- **Written request**
Pick up the PySpark storm events notebook after its last line and carry it forward.

- **Source**
# 4. PySpark Mini-project 

## Dataset

Storm events in US during 2019 are studied in the following analysis using the NOAA's National Weather Service Dataset available [here](https://www.ncdc.noaa.gov/stormevents/ftp.jsp). The folder **data** contains three csv files with event details, fatalities and location of every event.

In [1]:
# import SparkContext
from pyspark import SparkContext

In [2]:
sc = SparkSession.builder.appName("pysparkDataframes").getOrCreate()

In [12]:
sqlContext = SQLContext(sc)

In [3]:
dfStorm2019 = sc.read.format('csv')\
                .option('header', 'true')\
                .option('delimiter', ',')\
                .option('inferSchema', 'true')\
                .load('../pyspark/data/StormEvents_details-ftp_v1.0_d2019_c20200317.csv.gz')

In [4]:
dfFatalities2019 = sc.read.format('csv')\
                    .option('header', 'true')\
                    .option('delimiter', ',')\
                    .option('inferSchema', 'true')\
                    .load('../pyspark/data/StormEvents_fatalities-ftp_v1.0_d2019_c20200317.csv.gz')

In [5]:
dfLocations2019 = sc.read.format('csv')\
                    .option('header', 'true')\
                    .option('delimiter', ',')\
                    .option('inferSchema', 'true')\
                    .load('../pyspark/data/StormEvents_locations-ftp_v1.0_d2019_c20200317.csv.gz')

Displaying the schema of every dataset:

In [6]:
dfStorm2019.printSchema()

root
 |-- BEGIN_YEARMONTH: integer (nullable = true)
 |-- BEGIN_DAY: integer (nullable = true)
 |-- BEGIN_TIME: integer (nullable = true)
 |-- END_YEARMONTH: integer (nullable = true)
 |-- END_DAY: integer (nullable = true)
 |-- END_TIME: integer (nullable = true)
 |-- EPISODE_ID: integer (nullable = true)
 |-- EVENT_ID: integer (nullable = true)
 |-- STATE: string (nullable = true)
 |-- STATE_FIPS: integer (nullable = true)
 |-- YEAR: integer (nullable = true)
 |-- MONTH_NAME: string (nullable = true)
 |-- EVENT_TYPE: string (nullable = true)
 |-- CZ_TYPE: string (nullable = true)
 |-- CZ_FIPS: integer (nullable = true)
 |-- CZ_NAME: string (nullable = true)
 |-- WFO: string (nullable = true)
 |-- BEGIN_DATE_TIME: string (nullable = true)
 |-- CZ_TIMEZONE: string (nullable = true)

Bounding box annotation entries
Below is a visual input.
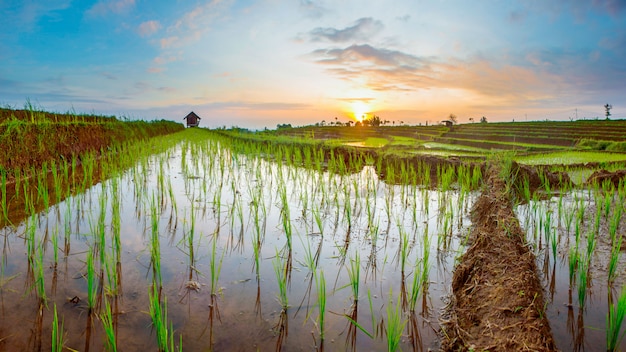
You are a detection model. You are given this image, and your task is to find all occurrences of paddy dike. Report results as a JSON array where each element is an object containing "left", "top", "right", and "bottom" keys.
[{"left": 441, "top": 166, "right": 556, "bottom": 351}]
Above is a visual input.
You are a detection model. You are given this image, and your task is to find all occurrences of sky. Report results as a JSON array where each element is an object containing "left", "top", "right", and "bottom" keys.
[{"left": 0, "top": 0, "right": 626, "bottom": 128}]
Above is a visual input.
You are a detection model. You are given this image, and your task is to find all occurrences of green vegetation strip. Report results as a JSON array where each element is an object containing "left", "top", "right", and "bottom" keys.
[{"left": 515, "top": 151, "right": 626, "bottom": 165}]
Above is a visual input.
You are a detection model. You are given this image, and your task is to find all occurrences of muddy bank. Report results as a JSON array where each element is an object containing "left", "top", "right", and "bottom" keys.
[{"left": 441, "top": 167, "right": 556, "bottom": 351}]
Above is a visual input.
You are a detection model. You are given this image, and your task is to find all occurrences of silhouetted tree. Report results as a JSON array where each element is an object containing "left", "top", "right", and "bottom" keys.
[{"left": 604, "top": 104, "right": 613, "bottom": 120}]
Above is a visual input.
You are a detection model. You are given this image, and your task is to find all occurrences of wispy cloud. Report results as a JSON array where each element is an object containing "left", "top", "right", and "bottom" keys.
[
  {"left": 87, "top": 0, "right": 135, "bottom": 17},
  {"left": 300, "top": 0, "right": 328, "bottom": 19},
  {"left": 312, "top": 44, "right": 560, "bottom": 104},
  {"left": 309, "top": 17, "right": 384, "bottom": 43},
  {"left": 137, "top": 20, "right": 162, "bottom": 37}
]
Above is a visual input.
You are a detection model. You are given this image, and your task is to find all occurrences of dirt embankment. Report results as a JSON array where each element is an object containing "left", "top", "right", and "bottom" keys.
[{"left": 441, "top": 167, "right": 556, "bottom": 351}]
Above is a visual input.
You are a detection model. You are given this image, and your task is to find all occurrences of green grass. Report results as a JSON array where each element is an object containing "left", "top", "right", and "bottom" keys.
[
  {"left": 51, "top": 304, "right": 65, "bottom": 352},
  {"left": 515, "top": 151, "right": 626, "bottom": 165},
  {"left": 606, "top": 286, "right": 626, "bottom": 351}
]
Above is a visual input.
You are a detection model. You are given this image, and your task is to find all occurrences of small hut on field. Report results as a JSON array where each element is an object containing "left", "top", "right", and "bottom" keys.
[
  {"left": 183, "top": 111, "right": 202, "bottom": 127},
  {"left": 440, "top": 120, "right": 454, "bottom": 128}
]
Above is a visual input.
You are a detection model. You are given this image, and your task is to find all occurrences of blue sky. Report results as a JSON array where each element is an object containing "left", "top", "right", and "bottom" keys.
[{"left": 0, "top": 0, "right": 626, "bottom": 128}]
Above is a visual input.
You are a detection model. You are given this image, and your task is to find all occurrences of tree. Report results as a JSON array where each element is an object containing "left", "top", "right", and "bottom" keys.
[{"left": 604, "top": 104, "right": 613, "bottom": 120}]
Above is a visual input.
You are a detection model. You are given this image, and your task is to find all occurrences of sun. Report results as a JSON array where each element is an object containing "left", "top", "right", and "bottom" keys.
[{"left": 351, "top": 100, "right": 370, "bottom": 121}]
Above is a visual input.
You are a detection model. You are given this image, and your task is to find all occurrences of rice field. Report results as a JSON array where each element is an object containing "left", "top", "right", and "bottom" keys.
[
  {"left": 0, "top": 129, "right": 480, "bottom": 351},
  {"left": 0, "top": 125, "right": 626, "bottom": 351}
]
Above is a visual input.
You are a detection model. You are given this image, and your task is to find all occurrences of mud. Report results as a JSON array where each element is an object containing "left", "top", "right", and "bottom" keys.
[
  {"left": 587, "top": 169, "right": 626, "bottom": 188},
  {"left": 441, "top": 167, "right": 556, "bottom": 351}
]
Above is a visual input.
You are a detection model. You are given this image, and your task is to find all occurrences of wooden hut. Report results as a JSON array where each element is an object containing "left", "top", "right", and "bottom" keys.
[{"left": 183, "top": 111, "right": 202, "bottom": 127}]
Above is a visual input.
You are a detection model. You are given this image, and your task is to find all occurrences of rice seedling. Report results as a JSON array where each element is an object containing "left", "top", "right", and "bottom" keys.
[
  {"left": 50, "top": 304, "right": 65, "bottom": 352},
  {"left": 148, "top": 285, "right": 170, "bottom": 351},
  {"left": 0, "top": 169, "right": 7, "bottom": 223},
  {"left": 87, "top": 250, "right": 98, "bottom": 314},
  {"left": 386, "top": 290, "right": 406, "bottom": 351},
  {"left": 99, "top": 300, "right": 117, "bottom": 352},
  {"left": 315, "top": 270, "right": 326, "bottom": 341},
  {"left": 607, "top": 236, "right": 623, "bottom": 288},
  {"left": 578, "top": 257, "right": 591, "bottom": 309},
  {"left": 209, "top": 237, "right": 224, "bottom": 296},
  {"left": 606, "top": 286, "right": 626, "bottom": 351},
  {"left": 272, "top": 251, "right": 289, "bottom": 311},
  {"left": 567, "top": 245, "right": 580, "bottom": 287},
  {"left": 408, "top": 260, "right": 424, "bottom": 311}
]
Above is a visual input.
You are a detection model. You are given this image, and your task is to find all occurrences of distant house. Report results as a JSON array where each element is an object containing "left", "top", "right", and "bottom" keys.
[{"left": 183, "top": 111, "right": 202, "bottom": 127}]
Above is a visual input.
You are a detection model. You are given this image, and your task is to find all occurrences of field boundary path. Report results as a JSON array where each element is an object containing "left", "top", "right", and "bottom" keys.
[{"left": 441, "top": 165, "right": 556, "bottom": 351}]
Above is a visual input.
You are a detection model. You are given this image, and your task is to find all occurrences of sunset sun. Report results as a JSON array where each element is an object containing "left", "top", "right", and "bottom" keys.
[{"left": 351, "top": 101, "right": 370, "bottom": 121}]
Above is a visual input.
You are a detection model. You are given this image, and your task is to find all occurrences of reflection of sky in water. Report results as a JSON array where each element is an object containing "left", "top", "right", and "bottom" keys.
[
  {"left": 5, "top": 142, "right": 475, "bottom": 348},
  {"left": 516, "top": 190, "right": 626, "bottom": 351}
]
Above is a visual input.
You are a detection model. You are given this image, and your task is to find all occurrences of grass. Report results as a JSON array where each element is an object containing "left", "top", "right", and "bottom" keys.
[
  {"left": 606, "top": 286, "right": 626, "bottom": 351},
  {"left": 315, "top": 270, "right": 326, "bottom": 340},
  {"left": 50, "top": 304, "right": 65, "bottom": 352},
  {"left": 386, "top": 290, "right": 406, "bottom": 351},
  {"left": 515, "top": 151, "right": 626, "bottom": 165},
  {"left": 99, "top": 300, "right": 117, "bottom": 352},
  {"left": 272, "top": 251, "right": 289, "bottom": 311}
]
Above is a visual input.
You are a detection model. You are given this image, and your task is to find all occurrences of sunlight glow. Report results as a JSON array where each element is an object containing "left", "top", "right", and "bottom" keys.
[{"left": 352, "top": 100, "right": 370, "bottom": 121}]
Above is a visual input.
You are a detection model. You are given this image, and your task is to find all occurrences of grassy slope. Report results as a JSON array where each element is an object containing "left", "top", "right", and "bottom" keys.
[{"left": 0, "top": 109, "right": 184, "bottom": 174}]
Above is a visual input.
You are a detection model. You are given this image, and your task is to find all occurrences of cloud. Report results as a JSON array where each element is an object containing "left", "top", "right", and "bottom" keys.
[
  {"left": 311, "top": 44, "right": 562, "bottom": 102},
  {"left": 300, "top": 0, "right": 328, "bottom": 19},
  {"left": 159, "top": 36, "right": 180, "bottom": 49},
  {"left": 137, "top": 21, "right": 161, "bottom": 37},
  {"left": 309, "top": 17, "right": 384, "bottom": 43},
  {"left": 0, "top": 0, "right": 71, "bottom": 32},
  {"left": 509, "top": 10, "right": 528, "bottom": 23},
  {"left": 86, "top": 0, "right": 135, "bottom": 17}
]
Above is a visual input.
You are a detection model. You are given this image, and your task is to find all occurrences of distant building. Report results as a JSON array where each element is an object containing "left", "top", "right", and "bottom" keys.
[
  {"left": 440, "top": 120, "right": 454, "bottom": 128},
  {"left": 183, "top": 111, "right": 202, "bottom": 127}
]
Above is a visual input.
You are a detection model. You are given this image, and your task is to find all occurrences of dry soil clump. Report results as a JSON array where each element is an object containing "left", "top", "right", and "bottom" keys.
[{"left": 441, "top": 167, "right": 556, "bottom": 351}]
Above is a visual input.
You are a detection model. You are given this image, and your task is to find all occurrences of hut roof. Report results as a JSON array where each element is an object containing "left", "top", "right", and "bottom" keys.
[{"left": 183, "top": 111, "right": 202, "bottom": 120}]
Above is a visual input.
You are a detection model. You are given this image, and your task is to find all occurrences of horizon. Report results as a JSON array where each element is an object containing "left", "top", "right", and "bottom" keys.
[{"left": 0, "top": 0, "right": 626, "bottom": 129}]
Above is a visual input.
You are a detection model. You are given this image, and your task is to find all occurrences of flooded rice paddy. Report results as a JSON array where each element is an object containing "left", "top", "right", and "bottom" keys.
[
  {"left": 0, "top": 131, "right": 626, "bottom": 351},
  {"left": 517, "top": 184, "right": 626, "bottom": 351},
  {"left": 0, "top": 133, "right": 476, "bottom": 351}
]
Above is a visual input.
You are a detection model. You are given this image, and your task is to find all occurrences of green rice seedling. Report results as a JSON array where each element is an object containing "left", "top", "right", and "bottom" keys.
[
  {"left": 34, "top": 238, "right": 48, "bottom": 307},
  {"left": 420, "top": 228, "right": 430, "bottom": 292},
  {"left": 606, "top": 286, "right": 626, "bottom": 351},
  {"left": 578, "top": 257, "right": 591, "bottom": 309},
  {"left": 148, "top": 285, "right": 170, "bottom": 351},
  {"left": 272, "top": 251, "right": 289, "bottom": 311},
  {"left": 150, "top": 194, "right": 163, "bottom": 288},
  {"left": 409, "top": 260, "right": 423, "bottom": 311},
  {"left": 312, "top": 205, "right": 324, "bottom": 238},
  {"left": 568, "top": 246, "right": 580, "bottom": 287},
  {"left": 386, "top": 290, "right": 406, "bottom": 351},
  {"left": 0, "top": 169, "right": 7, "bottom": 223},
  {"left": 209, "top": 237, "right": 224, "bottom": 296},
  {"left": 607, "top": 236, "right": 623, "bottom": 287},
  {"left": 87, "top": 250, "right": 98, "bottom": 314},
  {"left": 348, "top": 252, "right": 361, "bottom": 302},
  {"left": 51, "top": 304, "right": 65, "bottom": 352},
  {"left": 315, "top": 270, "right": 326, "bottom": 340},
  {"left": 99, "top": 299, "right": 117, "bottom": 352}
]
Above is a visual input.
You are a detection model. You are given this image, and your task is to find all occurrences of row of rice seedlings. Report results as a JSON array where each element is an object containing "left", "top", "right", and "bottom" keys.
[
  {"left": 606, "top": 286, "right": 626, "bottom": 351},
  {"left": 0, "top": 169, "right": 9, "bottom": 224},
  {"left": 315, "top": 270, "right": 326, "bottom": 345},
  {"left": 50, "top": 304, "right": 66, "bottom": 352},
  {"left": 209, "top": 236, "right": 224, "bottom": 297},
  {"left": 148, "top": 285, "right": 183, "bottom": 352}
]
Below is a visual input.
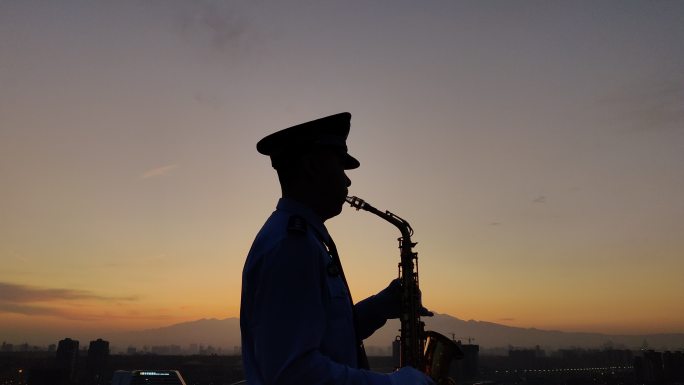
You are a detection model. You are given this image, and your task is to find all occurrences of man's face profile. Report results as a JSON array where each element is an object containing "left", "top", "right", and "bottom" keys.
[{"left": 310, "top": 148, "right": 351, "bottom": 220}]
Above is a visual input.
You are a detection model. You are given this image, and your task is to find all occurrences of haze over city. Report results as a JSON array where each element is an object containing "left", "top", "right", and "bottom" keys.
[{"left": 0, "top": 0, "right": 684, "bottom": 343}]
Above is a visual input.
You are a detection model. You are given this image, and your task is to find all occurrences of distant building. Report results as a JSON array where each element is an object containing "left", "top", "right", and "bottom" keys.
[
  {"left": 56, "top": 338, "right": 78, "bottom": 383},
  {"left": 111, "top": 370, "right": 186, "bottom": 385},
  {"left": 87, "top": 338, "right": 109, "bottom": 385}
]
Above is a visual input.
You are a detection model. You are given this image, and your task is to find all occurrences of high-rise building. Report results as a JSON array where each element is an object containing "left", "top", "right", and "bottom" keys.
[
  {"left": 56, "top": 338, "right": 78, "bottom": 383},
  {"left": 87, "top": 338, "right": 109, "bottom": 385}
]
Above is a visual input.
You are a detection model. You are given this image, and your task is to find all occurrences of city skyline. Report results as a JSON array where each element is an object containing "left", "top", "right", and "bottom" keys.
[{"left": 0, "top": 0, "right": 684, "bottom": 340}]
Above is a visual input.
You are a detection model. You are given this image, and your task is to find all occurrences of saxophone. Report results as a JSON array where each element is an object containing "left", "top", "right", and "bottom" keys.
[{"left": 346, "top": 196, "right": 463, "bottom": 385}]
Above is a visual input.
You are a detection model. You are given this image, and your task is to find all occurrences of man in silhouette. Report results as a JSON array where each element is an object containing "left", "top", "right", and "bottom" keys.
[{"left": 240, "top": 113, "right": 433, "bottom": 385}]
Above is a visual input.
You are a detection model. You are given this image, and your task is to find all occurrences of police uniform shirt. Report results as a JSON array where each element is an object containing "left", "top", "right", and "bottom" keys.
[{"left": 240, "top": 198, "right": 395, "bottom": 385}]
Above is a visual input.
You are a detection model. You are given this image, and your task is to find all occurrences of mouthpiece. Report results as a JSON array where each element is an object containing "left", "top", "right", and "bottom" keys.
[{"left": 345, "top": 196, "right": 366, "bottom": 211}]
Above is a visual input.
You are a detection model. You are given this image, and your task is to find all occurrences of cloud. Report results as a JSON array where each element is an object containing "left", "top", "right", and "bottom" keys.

- **Expected answer**
 |-- END_DATE_TIME: string (nullable = true)
 |-- INJURIES_DIRECT: integer (nullable = true)
 |-- INJURIES_INDIRECT: integer (nullable = true)
 |-- DEATHS_DIRECT: integer (nullable = true)
 |-- DEATHS_INDIRE

In [7]:
dfFatalities2019.printSchema()

root
 |-- FAT_YEARMONTH: integer (nullable = true)
 |-- FAT_DAY: integer (nullable = true)
 |-- FAT_TIME: integer (nullable = true)
 |-- FATALITY_ID: integer (nullable = true)
 |-- EVENT_ID: integer (nullable = true)
 |-- FATALITY_TYPE: string (nullable = true)
 |-- FATALITY_DATE: string (nullable = true)
 |-- FATALITY_AGE: integer (nullable = true)
 |-- FATALITY_SEX: string (nullable = true)
 |-- FATALITY_LOCATION: string (nullable = true)
 |-- EVENT_YEARMONTH: integer (nullable = true)



In [8]:
dfLocations2019.printSchema()

root
 |-- YEARMONTH: integer (nullable = true)
 |-- EPISODE_ID: integer (nullable = true)
 |-- EVENT_ID: integer (nullable = true)
 |-- LOCATION_INDEX: integer (nullable = true)
 |-- RANGE: double (nullable = true)
 |-- AZIMUTH: string (nullable = true)
 |-- LOCATION: string (nullable = true)
 |-- LATITUDE: double (nullable = true)
 |-- LONGITUDE: double (nullable = true)
 |-- LAT2: integer (nullable = true)
 |-- LON2: integer (nullable = true)



Dataframes have a **registerTempTable attribute** that can be transform into spark sql to generate queries and save the results using **.write.saveAsTable(name_table)**. RDD's don't have this extension because they are not structured tables. 

Obs: **registerTempTable** is deprecated. Instead, use **createOrReplaceTempView**

In [11]:
dfStorm2019.createOrReplaceTempView('stormDetails_table')

### 1. Number of events by STATE

In [25]:
sqlContext.sql('SELECT STATE, COUNT(STATE) AS NUMBER_EVENTS \
                FROM stormDetails_table \
                GROUP BY STATE ORDER BY COUNT(STATE) DESC').show(20)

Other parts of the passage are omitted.